◆ **The request**: Write out every entry exactly as it stands.

----

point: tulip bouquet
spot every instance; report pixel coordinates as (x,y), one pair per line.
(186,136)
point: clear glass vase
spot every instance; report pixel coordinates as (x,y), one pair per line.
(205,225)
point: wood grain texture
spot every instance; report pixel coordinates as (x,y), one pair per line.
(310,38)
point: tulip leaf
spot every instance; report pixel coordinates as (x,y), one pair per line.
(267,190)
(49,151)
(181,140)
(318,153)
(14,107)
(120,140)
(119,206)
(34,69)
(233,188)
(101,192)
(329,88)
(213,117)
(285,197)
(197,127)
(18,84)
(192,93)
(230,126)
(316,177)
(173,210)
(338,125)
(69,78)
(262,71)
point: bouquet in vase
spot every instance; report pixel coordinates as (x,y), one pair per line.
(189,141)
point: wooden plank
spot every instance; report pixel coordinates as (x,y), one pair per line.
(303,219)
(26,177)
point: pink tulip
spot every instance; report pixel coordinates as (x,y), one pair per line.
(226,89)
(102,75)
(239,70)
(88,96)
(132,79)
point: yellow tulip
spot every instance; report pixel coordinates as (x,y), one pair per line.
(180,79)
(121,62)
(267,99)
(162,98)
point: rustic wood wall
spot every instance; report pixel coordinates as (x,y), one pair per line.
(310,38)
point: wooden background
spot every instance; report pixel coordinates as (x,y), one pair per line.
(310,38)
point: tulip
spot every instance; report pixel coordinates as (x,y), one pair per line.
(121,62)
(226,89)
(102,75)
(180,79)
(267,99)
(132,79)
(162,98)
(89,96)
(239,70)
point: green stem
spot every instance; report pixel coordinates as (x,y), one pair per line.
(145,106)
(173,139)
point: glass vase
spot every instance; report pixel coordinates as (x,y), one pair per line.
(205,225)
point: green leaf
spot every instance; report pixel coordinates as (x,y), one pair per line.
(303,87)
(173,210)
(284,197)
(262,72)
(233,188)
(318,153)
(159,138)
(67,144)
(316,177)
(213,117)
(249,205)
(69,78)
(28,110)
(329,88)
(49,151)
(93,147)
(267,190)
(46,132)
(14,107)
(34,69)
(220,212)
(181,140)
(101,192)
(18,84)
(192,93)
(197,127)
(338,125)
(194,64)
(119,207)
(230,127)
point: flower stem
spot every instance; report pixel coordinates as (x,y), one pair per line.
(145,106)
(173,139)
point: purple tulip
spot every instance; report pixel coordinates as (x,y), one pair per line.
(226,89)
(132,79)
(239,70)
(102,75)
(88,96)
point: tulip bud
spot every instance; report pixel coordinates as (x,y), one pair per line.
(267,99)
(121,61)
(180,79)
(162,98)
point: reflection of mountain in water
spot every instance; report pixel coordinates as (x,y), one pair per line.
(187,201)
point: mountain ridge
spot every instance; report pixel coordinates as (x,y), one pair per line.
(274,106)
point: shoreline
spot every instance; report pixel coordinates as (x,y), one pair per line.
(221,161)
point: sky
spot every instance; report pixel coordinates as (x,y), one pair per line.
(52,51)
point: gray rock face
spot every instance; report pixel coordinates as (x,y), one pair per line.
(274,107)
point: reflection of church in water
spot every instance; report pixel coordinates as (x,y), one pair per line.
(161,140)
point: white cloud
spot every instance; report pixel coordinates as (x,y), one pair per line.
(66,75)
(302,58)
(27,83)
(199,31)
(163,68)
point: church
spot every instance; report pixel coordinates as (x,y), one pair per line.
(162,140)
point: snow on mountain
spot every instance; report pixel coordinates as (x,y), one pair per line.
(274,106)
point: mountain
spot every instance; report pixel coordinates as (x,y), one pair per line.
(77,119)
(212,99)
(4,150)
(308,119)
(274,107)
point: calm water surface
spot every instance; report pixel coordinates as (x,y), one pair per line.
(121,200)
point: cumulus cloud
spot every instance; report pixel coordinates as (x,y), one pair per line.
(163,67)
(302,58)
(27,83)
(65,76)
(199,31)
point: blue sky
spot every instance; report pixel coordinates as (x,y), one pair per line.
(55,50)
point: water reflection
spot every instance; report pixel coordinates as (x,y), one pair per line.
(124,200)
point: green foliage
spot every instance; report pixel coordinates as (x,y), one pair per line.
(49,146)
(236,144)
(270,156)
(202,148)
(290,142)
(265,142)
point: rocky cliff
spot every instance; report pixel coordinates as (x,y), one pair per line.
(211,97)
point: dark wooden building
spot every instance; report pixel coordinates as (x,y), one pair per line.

----

◆ **The completed task**:
point: tulip bouquet
spot every instance; report pixel coordinates as (x,y), one pair per line.
(186,136)
point: clear glass vase
spot every instance; report pixel coordinates as (x,y), one pair per line.
(205,225)
point: wood grain texture
spot every instance; report pixel coordinates as (x,y), one pair per line.
(310,38)
point: tulip leaf
spot every instance; report pixel coordinates as (x,y), one pair per line.
(267,190)
(49,151)
(181,140)
(318,153)
(14,107)
(120,140)
(119,206)
(34,69)
(233,188)
(101,192)
(329,88)
(213,117)
(285,197)
(197,127)
(18,84)
(192,93)
(230,126)
(316,177)
(173,210)
(338,125)
(69,78)
(262,71)
point: bouquet in vase
spot every instance; report pixel coordinates as (x,y), one pair per line.
(189,141)
point: wooden plank
spot every instance; report pixel coordinates as (x,y), one pair per line.
(303,219)
(26,177)
point: pink tulip
spot every instance; report pixel coordinates as (x,y), one pair per line.
(226,89)
(102,75)
(239,70)
(88,96)
(132,79)
point: yellow tulip
spot every instance; report pixel coordinates as (x,y), one pair per line.
(180,79)
(121,62)
(267,99)
(162,98)
point: rustic wood wall
spot every instance; report pixel coordinates as (x,y), one pair per line.
(310,38)
point: wooden background
spot every instance; report pixel coordinates as (x,y), one pair per line.
(310,38)
point: tulip
spot every instance; report pixel coordinates as (x,y), one pair per line.
(121,62)
(226,89)
(102,75)
(180,79)
(267,99)
(132,79)
(162,98)
(89,96)
(239,70)
point: green stem
spot every instance; report pixel coordinates as (x,y), one pair per line.
(145,106)
(173,139)
point: glass vase
spot every instance; report pixel coordinates as (x,y), one pair per line.
(205,225)
point: green leaf
spot every instance; report pixel coordinates as (x,y), one pair per line.
(303,87)
(173,210)
(284,197)
(262,72)
(233,188)
(318,153)
(159,138)
(67,144)
(316,177)
(213,117)
(249,205)
(69,78)
(28,110)
(329,88)
(49,151)
(93,147)
(267,190)
(46,132)
(14,107)
(34,69)
(220,212)
(181,140)
(101,192)
(18,84)
(192,93)
(197,127)
(338,125)
(194,64)
(119,207)
(230,127)
point: flower stem
spot every instance; report pixel coordinates as (x,y), one pair per line.
(145,106)
(173,139)
point: purple tulip
spot every instance; report pixel coordinates as (x,y), one pair per line.
(226,89)
(132,79)
(239,70)
(102,75)
(88,96)
point: tulip bud
spot every instance; report pixel coordinates as (x,y), one pair per line.
(267,99)
(121,61)
(180,79)
(162,98)
point: reflection of mountain in water
spot every instance; report pixel coordinates as (x,y), one pair per line.
(187,201)
point: mountain ridge
spot every instance; report pixel coordinates as (x,y), one pair per line.
(274,106)
point: shoreline
spot every instance; report pixel coordinates as (x,y), one pair per line.
(221,161)
point: sky
spot every instance; report pixel coordinates as (x,y), one pair per line.
(52,51)
point: gray rock face
spot every instance; report pixel coordinates as (x,y), one pair per line.
(274,107)
point: reflection of church in water
spot every instance; report pixel coordinates as (x,y), one pair per line.
(161,140)
point: white cloud
spot every instance; report pixel coordinates as (x,y), one pair per line.
(66,75)
(302,58)
(27,83)
(199,31)
(163,68)
point: church
spot every instance; report pixel coordinates as (x,y), one pair per line.
(162,140)
point: snow on mountain
spot every instance; report pixel coordinates as (x,y), one pair per line.
(274,106)
point: mountain
spot every instance; report pixel coordinates as (x,y), one pair per line.
(77,119)
(212,99)
(4,150)
(308,119)
(274,107)
point: calm water surface
spot every instance; report pixel coordinates as (x,y), one pair per line.
(121,200)
point: cumulus cloud
spot every instance; report pixel coordinates as (x,y), one pair per line.
(163,67)
(302,58)
(27,83)
(65,76)
(199,31)
point: blue sky
spot every instance; report pixel coordinates as (x,y), one pair per line.
(55,50)
point: water reflection
spot every instance; report pixel coordinates as (x,y), one pair per line.
(124,200)
point: green foliage
spot every instance; report pixel coordinates as (x,y), one pair per line.
(49,146)
(236,144)
(270,156)
(202,148)
(290,142)
(265,142)
point: rocky cliff
spot every instance; report pixel coordinates as (x,y), one pair per line.
(211,97)
point: dark wooden building
spot every instance; report pixel coordinates as (x,y), one pair per line.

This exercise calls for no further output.